Every line from the one that contains "Q: Locate the green" to the last line of the listing below should be quoted verbatim. Pictures are excluded.

-- Start SUPPLIED DATA --

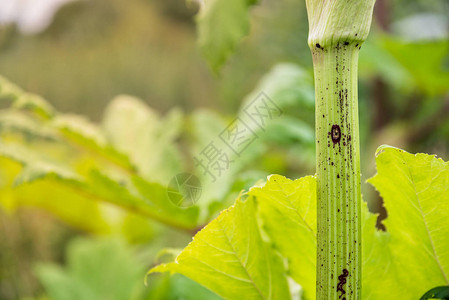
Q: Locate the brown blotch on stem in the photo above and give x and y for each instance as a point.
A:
(335, 134)
(342, 282)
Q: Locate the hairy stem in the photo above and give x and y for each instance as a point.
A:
(338, 172)
(337, 30)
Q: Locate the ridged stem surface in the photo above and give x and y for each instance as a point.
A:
(338, 171)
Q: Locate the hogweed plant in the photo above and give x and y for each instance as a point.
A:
(309, 238)
(303, 238)
(337, 31)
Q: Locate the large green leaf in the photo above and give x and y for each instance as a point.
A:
(415, 189)
(221, 26)
(402, 263)
(288, 209)
(230, 257)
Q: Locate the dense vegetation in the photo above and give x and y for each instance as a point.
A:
(108, 177)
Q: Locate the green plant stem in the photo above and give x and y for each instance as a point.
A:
(338, 171)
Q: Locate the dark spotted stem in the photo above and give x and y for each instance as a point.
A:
(337, 31)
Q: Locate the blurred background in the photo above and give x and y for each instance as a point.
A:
(130, 102)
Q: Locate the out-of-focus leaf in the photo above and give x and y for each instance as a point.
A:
(230, 257)
(422, 26)
(375, 60)
(415, 189)
(429, 74)
(148, 140)
(221, 26)
(88, 137)
(288, 85)
(96, 269)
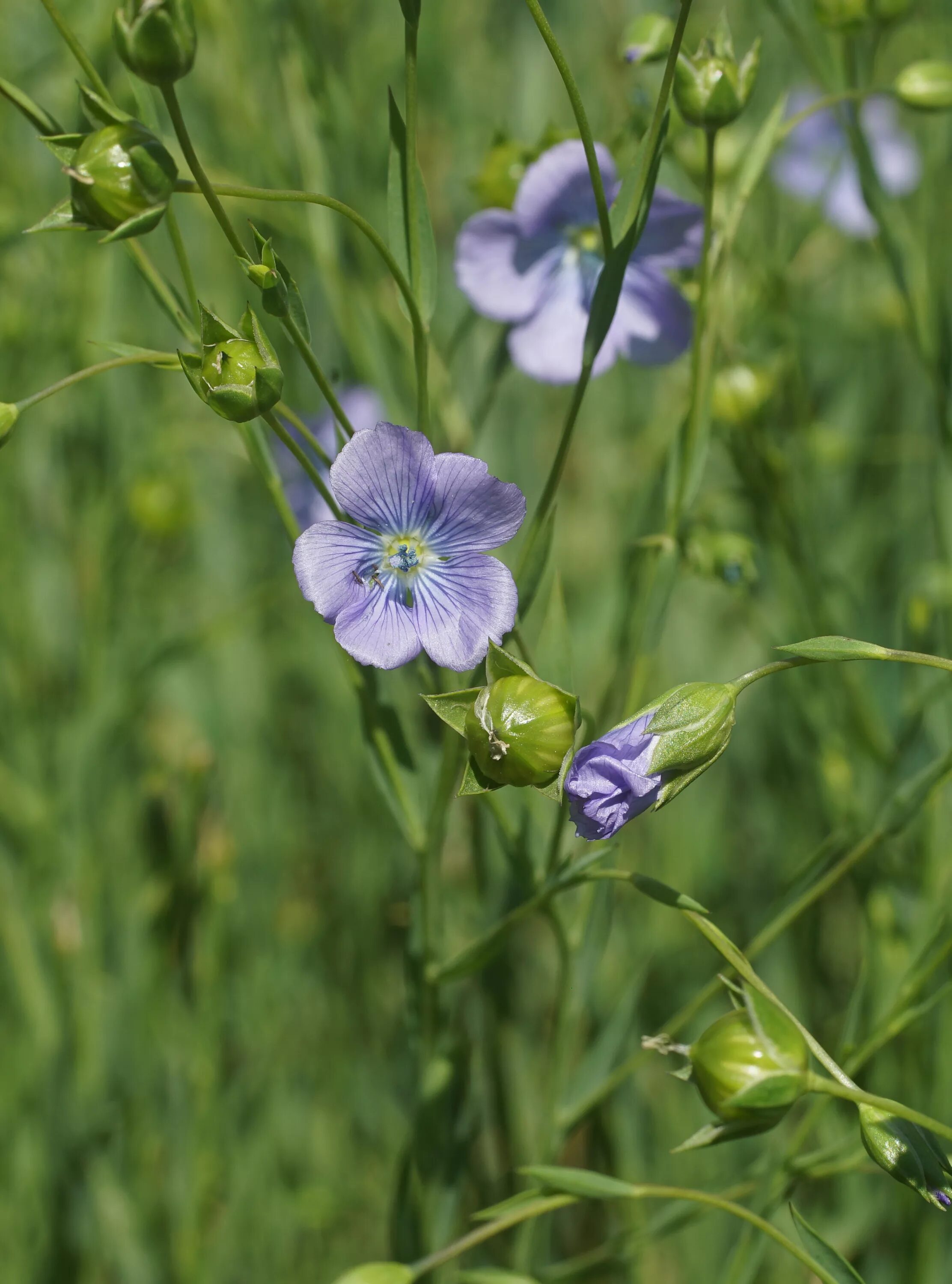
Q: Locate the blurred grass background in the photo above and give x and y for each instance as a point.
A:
(203, 901)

-- End SUPPLIED DATA --

▶ [COMPLETED TASK]:
Q: Locate the green plant stem in the photo above and give x and y for each instance as a point.
A:
(338, 171)
Q: Locate the dark spotted stem in the photo above and give x and y for each instance as a point.
A:
(337, 31)
Q: Locate the blurred background in the photo above and give x and y for each instance as a point.
A:
(130, 102)
Q: Locate the out-of-focus leaf in the photo above and give x and y for each instance as a point.
A:
(230, 257)
(422, 26)
(375, 60)
(415, 189)
(429, 74)
(148, 140)
(221, 26)
(88, 137)
(288, 85)
(96, 269)
Q: Locate the blurred grass background in the photo above and give x and y for each instance as a point.
A:
(203, 901)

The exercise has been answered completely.